= Reading passage =
Finally, all of my fears about the legitimacy of my chosen career have paid off with the news that a federal judge in Portland, Oregon–the very city in which I live!–has ruled that blogging does not, in fact, equal journalism, and that bloggers are not necessarily deserving of the moral and legal protections that “real” journalists are given.
Judge Marco Hernandez has ruled against Chrystal Cox, who describes herself as an “Investigative Blogger Exposing Corruption“, in a defamation case brought by the Obsidian Finance Group. Citing a confidential source as the starting point for the claims she had made, Cox believed that she was protected by Oregon’s Shield Law, which allows for journalists’ anonymous sources to keep their anonymity. Judge Hernandez, however, disagreed.
(MORE: How the Internet Evolves to Overcome Censorship)

[Point annotation records]

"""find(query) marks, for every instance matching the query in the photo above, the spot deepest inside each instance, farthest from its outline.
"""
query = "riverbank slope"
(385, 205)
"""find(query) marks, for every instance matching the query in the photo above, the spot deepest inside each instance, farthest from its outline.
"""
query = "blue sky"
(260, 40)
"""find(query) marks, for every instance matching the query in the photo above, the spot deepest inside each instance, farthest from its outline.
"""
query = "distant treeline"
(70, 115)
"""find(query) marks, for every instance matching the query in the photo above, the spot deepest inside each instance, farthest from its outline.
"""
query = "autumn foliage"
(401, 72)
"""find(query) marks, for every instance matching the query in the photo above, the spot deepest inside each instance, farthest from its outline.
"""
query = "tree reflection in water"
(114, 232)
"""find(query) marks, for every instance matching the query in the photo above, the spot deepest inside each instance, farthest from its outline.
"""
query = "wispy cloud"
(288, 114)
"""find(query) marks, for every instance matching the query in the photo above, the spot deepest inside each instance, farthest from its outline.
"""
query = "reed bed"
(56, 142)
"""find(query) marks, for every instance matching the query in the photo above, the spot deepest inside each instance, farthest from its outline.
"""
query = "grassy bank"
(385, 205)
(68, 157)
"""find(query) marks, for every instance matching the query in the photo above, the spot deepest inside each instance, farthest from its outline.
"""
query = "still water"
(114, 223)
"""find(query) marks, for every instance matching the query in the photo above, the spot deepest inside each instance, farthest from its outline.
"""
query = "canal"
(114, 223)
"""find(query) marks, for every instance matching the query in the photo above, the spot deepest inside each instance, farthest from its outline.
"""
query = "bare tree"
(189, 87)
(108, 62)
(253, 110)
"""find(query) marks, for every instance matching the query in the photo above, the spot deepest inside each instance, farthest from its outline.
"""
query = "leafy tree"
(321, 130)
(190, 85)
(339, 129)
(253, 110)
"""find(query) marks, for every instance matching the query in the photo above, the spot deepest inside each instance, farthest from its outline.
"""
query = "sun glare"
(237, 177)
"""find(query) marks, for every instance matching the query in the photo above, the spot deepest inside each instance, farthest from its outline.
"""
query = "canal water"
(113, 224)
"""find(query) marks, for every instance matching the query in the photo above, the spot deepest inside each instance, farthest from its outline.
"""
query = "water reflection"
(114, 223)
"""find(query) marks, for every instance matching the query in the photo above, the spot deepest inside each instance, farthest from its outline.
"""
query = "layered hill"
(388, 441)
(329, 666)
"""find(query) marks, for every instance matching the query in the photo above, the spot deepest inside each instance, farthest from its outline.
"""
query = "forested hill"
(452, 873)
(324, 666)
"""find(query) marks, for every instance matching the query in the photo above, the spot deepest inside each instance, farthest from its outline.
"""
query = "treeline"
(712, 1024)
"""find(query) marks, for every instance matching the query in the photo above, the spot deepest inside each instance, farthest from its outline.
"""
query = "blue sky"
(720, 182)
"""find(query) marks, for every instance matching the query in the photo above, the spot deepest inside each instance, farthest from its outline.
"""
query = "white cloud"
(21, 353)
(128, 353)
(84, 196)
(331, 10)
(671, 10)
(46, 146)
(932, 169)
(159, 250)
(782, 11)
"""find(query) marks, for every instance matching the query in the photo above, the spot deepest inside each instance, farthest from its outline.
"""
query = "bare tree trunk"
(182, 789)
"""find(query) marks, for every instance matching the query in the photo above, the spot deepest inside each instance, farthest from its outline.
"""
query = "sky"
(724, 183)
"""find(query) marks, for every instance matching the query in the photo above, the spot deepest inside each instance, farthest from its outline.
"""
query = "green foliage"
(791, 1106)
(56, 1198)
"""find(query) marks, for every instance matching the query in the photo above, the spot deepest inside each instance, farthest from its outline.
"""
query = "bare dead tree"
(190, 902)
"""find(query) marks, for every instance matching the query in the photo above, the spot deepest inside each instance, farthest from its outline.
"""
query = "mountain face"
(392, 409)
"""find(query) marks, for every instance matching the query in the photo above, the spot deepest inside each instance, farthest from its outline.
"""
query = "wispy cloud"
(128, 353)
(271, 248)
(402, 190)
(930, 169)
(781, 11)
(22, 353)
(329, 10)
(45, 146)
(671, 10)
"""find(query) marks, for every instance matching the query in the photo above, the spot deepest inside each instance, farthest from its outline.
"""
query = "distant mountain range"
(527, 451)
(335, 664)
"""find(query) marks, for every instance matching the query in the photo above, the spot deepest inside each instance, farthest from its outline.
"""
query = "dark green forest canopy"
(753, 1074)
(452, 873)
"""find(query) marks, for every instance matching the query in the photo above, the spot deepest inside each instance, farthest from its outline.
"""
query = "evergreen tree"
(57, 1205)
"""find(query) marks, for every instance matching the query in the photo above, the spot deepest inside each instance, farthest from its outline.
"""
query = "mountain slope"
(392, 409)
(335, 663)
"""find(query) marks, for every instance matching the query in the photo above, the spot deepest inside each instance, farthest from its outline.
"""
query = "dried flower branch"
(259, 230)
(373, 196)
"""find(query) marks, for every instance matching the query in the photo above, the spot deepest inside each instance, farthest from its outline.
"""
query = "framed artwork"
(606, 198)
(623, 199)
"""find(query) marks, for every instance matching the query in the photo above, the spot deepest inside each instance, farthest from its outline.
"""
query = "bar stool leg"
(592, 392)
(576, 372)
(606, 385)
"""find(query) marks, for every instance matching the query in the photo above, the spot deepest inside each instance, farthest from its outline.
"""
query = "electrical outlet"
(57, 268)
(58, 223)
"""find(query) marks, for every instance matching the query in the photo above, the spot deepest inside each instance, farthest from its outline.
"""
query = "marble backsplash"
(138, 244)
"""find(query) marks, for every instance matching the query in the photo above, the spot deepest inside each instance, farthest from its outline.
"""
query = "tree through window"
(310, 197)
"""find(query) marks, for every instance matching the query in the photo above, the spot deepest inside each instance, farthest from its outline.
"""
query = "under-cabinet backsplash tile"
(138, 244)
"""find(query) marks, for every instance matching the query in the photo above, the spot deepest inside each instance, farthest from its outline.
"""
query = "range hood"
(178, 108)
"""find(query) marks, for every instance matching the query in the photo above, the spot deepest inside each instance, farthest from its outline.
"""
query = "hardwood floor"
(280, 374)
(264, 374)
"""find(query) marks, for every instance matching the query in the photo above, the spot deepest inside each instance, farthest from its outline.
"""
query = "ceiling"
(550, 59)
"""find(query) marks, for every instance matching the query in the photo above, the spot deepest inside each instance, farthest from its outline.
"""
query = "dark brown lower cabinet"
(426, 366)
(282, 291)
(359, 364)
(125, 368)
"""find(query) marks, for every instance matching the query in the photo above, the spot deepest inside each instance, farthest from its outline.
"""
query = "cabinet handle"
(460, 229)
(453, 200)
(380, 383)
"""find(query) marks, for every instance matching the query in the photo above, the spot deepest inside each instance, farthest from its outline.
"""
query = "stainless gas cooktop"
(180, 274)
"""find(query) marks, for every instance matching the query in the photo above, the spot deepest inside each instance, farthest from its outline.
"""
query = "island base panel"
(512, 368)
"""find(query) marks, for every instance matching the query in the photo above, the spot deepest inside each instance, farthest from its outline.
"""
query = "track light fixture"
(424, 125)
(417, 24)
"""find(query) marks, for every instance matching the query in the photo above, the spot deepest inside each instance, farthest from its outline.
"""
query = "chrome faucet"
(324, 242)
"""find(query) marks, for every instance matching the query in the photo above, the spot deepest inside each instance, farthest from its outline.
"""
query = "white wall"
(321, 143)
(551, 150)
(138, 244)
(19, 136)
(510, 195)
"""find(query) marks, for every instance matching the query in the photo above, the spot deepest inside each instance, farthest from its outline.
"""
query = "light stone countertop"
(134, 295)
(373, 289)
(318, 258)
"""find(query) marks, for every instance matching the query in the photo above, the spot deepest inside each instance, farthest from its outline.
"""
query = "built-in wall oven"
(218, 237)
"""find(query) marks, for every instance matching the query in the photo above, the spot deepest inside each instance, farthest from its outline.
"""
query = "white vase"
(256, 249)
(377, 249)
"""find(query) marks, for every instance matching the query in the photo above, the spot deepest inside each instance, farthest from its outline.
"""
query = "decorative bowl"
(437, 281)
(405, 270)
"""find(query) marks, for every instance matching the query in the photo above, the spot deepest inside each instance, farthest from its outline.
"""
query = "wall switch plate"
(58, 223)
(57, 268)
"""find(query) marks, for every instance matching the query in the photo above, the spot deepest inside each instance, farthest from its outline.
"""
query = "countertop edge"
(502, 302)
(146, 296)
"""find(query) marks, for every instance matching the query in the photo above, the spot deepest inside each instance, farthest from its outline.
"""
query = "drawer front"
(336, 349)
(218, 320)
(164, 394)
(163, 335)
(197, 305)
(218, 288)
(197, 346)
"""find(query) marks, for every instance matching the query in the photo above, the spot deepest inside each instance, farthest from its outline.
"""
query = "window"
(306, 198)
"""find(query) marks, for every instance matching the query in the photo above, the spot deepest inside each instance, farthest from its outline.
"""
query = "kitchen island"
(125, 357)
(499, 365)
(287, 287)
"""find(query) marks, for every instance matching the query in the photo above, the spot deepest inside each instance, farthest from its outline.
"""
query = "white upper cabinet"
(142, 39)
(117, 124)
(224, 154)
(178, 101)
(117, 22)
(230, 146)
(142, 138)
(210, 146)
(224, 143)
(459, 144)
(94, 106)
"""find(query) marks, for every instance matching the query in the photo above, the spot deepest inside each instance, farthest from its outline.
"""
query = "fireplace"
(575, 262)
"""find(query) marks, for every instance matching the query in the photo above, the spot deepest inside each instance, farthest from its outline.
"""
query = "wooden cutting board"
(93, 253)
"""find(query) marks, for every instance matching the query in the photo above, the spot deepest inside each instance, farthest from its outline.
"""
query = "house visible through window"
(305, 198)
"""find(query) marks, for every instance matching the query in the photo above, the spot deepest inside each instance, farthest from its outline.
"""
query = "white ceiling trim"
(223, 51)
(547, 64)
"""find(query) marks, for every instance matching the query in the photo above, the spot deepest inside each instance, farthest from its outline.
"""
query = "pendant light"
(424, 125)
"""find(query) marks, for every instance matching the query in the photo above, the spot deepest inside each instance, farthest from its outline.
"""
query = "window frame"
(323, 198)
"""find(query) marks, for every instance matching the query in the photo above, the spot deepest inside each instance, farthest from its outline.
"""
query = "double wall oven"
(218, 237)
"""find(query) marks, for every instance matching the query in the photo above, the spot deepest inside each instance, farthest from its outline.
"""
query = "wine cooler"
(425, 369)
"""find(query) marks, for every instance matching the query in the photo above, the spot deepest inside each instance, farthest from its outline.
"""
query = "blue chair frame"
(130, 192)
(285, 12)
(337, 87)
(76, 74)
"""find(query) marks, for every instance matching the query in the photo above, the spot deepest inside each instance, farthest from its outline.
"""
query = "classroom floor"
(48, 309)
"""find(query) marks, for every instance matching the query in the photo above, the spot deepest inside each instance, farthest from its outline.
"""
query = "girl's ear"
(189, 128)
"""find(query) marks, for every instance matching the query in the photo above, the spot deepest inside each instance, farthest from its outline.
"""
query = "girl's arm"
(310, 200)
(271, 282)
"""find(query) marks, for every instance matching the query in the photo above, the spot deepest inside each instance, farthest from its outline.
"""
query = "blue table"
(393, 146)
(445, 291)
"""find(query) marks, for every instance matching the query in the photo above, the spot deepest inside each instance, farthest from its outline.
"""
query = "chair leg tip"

= Required work =
(1) In the passage on the blogging ruling, do these statements agree with the text? (a) The judge who ruled on the case is based in Portland, Oregon. (b) Chrystal Cox brought the defamation case. (c) Judge Hernandez accepted that Oregon's Shield Law protected Cox. For each, answer yes or no and quote the deciding words.
(2) Transcribe the passage on the blogging ruling word for word, everything from "Finally, all of" down to "Hernandez, however, disagreed.".

= Full solutions =
(1)
(a) Yes: "a federal judge in Portland, Oregon"
(b) No: "in a defamation case brought by the Obsidian Finance Group"
(c) No: "Judge Hernandez, however, disagreed."

(2)
Finally, all of my fears about the legitimacy of my chosen career have paid off with the news that a federal judge in Portland, Oregon–the very city in which I live!–has ruled that blogging does not, in fact, equal journalism, and that bloggers are not necessarily deserving of the moral and legal protections that “real” journalists are given.
Judge Marco Hernandez has ruled against Chrystal Cox, who describes herself as an “Investigative Blogger Exposing Corruption“, in a defamation case brought by the Obsidian Finance Group. Citing a confidential source as the starting point for the claims she had made, Cox believed that she was protected by Oregon’s Shield Law, which allows for journalists’ anonymous sources to keep their anonymity. Judge Hernandez, however, disagreed.